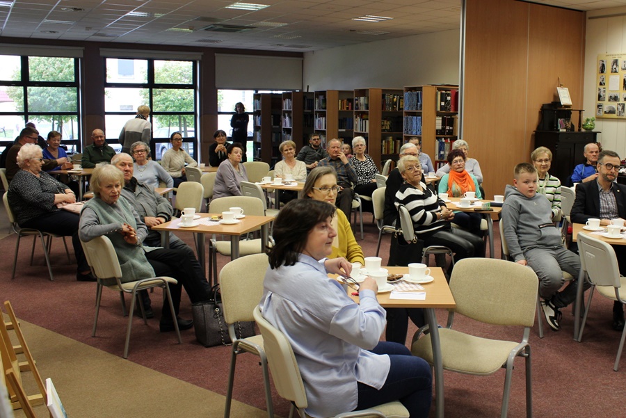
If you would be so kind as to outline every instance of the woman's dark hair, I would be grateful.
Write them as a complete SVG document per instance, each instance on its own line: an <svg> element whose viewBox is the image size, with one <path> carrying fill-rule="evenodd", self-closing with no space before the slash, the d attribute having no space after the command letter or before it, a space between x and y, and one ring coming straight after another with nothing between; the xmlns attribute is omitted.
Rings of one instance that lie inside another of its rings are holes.
<svg viewBox="0 0 626 418"><path fill-rule="evenodd" d="M452 161L458 156L463 157L464 161L467 159L465 158L465 153L460 150L452 150L448 153L448 163L451 166Z"/></svg>
<svg viewBox="0 0 626 418"><path fill-rule="evenodd" d="M332 217L336 210L327 202L311 199L296 199L284 205L272 229L276 243L268 251L270 267L273 269L295 264L307 245L311 230Z"/></svg>

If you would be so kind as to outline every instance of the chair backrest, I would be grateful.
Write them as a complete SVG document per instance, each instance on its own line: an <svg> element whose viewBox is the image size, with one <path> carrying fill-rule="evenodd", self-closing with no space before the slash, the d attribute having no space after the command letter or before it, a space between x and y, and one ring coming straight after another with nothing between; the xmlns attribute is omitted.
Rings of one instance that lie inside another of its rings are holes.
<svg viewBox="0 0 626 418"><path fill-rule="evenodd" d="M591 282L619 288L620 268L613 247L584 233L578 234L577 243L581 268Z"/></svg>
<svg viewBox="0 0 626 418"><path fill-rule="evenodd" d="M102 235L89 242L81 241L87 264L100 280L122 278L122 268L111 240Z"/></svg>
<svg viewBox="0 0 626 418"><path fill-rule="evenodd" d="M529 267L490 258L463 259L450 278L455 311L495 325L531 327L538 287Z"/></svg>
<svg viewBox="0 0 626 418"><path fill-rule="evenodd" d="M214 199L209 204L209 214L221 214L231 207L241 207L244 215L264 216L265 209L263 202L257 198L250 196L225 196Z"/></svg>
<svg viewBox="0 0 626 418"><path fill-rule="evenodd" d="M294 402L298 408L307 408L307 393L291 344L282 332L263 317L258 306L253 313L263 336L263 349L267 355L267 363L276 392L281 397Z"/></svg>
<svg viewBox="0 0 626 418"><path fill-rule="evenodd" d="M391 168L392 159L390 159L385 161L385 165L383 166L383 170L380 171L380 174L384 176L389 175L389 169Z"/></svg>
<svg viewBox="0 0 626 418"><path fill-rule="evenodd" d="M387 187L387 176L384 176L382 174L376 173L374 175L376 178L376 187L380 188L381 187Z"/></svg>
<svg viewBox="0 0 626 418"><path fill-rule="evenodd" d="M248 181L252 183L262 180L269 171L269 164L262 161L246 161L243 166L248 174Z"/></svg>
<svg viewBox="0 0 626 418"><path fill-rule="evenodd" d="M200 177L200 184L204 188L204 194L202 196L204 199L213 198L213 188L215 186L215 176L217 172L205 172Z"/></svg>
<svg viewBox="0 0 626 418"><path fill-rule="evenodd" d="M239 183L241 194L244 196L257 198L263 202L263 209L267 210L267 202L265 200L265 193L261 186L250 182L241 182Z"/></svg>
<svg viewBox="0 0 626 418"><path fill-rule="evenodd" d="M202 207L204 188L195 182L183 182L178 186L174 207L182 211L186 207L195 207L199 212Z"/></svg>
<svg viewBox="0 0 626 418"><path fill-rule="evenodd" d="M186 167L185 176L187 177L188 182L200 183L200 179L202 177L202 170L198 167Z"/></svg>

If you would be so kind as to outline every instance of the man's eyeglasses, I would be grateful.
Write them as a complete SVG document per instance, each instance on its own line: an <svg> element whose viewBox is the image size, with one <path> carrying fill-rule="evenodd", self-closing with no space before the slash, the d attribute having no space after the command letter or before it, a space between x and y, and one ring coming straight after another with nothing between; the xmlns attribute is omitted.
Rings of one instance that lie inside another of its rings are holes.
<svg viewBox="0 0 626 418"><path fill-rule="evenodd" d="M326 187L324 186L323 187L314 187L313 188L319 190L326 195L329 194L331 191L338 193L343 190L343 188L341 186L335 186L334 187Z"/></svg>

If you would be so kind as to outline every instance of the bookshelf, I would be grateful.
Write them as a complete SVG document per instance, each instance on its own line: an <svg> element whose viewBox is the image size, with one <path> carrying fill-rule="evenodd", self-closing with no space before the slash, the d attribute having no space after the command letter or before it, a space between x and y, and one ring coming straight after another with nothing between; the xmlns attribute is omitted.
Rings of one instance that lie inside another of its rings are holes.
<svg viewBox="0 0 626 418"><path fill-rule="evenodd" d="M313 133L313 95L301 91L282 93L282 140L293 140L297 150L309 143L309 135Z"/></svg>
<svg viewBox="0 0 626 418"><path fill-rule="evenodd" d="M280 157L282 97L280 94L257 93L253 99L254 159L272 167Z"/></svg>
<svg viewBox="0 0 626 418"><path fill-rule="evenodd" d="M353 95L352 90L325 90L315 92L314 131L319 134L322 147L326 147L327 139L334 138L351 143L354 137Z"/></svg>
<svg viewBox="0 0 626 418"><path fill-rule="evenodd" d="M365 138L367 153L378 167L393 156L390 151L402 142L403 101L401 89L354 90L354 136Z"/></svg>
<svg viewBox="0 0 626 418"><path fill-rule="evenodd" d="M417 136L435 169L447 164L448 152L458 138L458 86L405 87L404 102L402 143ZM395 150L396 158L399 150Z"/></svg>

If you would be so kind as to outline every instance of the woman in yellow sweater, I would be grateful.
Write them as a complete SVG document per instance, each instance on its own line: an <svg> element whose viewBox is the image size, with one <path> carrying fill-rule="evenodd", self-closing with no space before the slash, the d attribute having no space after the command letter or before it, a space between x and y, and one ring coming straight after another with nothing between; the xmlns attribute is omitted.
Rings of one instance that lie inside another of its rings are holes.
<svg viewBox="0 0 626 418"><path fill-rule="evenodd" d="M303 199L313 199L328 202L335 206L337 193L341 188L337 184L337 172L332 167L318 167L311 170L300 192ZM332 252L329 258L343 257L351 263L365 264L363 250L357 243L352 233L352 227L346 215L342 211L335 211L332 217L332 227L337 231L337 236L332 241Z"/></svg>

—————

— Aim of the task —
Write out each entry exactly as given, omitting any picture.

— Written response —
If you would be so kind as to outline every instance of the woman's dark hair, I would be grateful.
Write them as a complete SVG document per instance, each instance on its own line: an <svg> element whose viewBox is the image size, with one <path> carrying fill-rule="evenodd", self-closing with no space before the slash, the d attribute having no space after the command letter or before it, a space between x and y, and one ring coming straight after another with nothing between; the xmlns attribute is omitted.
Rings of one instance that lie inside another of its rings are holes.
<svg viewBox="0 0 626 418"><path fill-rule="evenodd" d="M452 161L458 156L463 157L464 161L467 159L465 158L465 153L460 150L452 150L448 153L448 163L451 166Z"/></svg>
<svg viewBox="0 0 626 418"><path fill-rule="evenodd" d="M332 217L336 210L327 202L311 199L296 199L284 205L272 229L276 243L268 251L270 267L273 269L295 264L307 245L311 230Z"/></svg>

If you would be so kind as to outline every instance of the chair backrest, I would be grateful.
Write them as a complete SVG document per instance, each instance on its own line: an <svg> element whose viewBox is the image size, with one <path> carrying fill-rule="evenodd", self-closing with no space before the slash, the d attribute having no space after the command letter or before it, a space between x and y, and one ring coming straight after another with nothing between; the xmlns attribute is omitted.
Rings of one instance that lie inside another of its rings are holes.
<svg viewBox="0 0 626 418"><path fill-rule="evenodd" d="M591 282L619 288L620 268L613 247L584 233L578 234L577 243L581 268Z"/></svg>
<svg viewBox="0 0 626 418"><path fill-rule="evenodd" d="M102 235L89 242L81 241L87 264L100 280L122 278L122 268L111 240Z"/></svg>
<svg viewBox="0 0 626 418"><path fill-rule="evenodd" d="M529 267L490 258L463 259L450 278L455 311L495 325L531 327L538 287Z"/></svg>
<svg viewBox="0 0 626 418"><path fill-rule="evenodd" d="M214 199L209 204L209 214L221 214L231 207L241 207L244 215L264 216L265 209L263 202L257 198L250 196L225 196Z"/></svg>
<svg viewBox="0 0 626 418"><path fill-rule="evenodd" d="M294 402L298 408L307 408L307 393L291 344L282 332L263 317L258 306L253 313L263 336L263 349L267 355L267 363L276 392L281 397Z"/></svg>
<svg viewBox="0 0 626 418"><path fill-rule="evenodd" d="M391 168L392 159L390 159L385 161L385 165L383 166L383 170L380 171L380 174L384 176L389 175L389 169Z"/></svg>
<svg viewBox="0 0 626 418"><path fill-rule="evenodd" d="M387 187L387 176L384 176L382 174L376 173L374 175L376 178L376 187L380 188L381 187Z"/></svg>
<svg viewBox="0 0 626 418"><path fill-rule="evenodd" d="M248 181L252 183L262 180L269 171L269 164L262 161L246 161L243 166L248 174Z"/></svg>
<svg viewBox="0 0 626 418"><path fill-rule="evenodd" d="M200 177L200 184L204 188L204 194L202 196L204 199L213 198L213 188L215 186L215 176L217 172L205 172Z"/></svg>
<svg viewBox="0 0 626 418"><path fill-rule="evenodd" d="M239 183L241 194L244 196L257 198L263 202L263 209L267 210L267 202L265 200L265 193L261 186L250 182L241 182Z"/></svg>
<svg viewBox="0 0 626 418"><path fill-rule="evenodd" d="M202 207L204 188L195 182L183 182L178 186L174 207L182 211L186 207L195 207L199 212Z"/></svg>
<svg viewBox="0 0 626 418"><path fill-rule="evenodd" d="M186 167L185 176L187 177L188 182L200 183L200 179L202 177L202 170L198 167Z"/></svg>

If you would be so kind as to outline every instance of the man's eyeglasses, I would be grateful.
Write them as a complete SVG document per instance, each instance on its own line: an <svg> element whose viewBox is the image size, with one <path> carrying fill-rule="evenodd", self-closing with no space before the slash, the d attribute having no space after the command letter or before it, a space between x and y, and one ring coming straight after another with nothing between; the xmlns attribute is omitted.
Rings of one instance that lie inside another of its rings are holes.
<svg viewBox="0 0 626 418"><path fill-rule="evenodd" d="M326 187L324 186L323 187L314 187L313 188L319 190L326 195L329 194L331 191L338 193L343 190L343 188L341 186L335 186L334 187Z"/></svg>

If you would be so kind as to outline every instance of the bookshelf, I would be grateful.
Write them as a complete SVG document per instance, each instance on its own line: an <svg> element whose viewBox is the image size, with one <path> carrying fill-rule="evenodd", self-closing with no space before the slash, the d attribute having no space after the command letter or before it, a space between x and y, and one ring coming straight after another with nothing between; the xmlns attribute is omitted.
Rings of one instance that lie inside another of its rings are holes.
<svg viewBox="0 0 626 418"><path fill-rule="evenodd" d="M313 133L313 95L301 91L282 93L282 140L293 140L297 150L309 143L309 135Z"/></svg>
<svg viewBox="0 0 626 418"><path fill-rule="evenodd" d="M280 157L282 97L280 94L257 93L253 99L254 159L272 167Z"/></svg>
<svg viewBox="0 0 626 418"><path fill-rule="evenodd" d="M353 95L352 90L325 90L315 92L314 131L319 134L322 147L326 147L327 139L334 138L351 143L354 137Z"/></svg>
<svg viewBox="0 0 626 418"><path fill-rule="evenodd" d="M365 138L367 153L378 167L393 156L390 151L402 142L403 101L401 89L354 90L354 136Z"/></svg>
<svg viewBox="0 0 626 418"><path fill-rule="evenodd" d="M417 136L435 169L447 164L448 152L458 138L458 86L405 87L404 102L402 143ZM395 150L396 158L399 150Z"/></svg>

If you would be so kind as to outline every instance of the woman in yellow sweater, I would be grateful.
Write them as a complete SVG document per instance, each instance on its own line: an <svg> element whose viewBox is the image size, with one <path> carrying fill-rule="evenodd", self-closing with no space before the slash, the d attribute having no space after the command letter or before it, a space between x and y, and one ring coming straight after another with nothing between; the xmlns attribute is omitted.
Rings of one instance that lie inside another of its rings are holes.
<svg viewBox="0 0 626 418"><path fill-rule="evenodd" d="M303 199L313 199L328 202L335 206L337 193L341 188L337 184L337 172L332 167L318 167L311 170L300 192ZM332 252L329 258L343 257L351 263L365 264L363 250L357 243L352 233L352 227L346 215L342 211L335 211L332 217L332 227L337 231L337 236L332 241Z"/></svg>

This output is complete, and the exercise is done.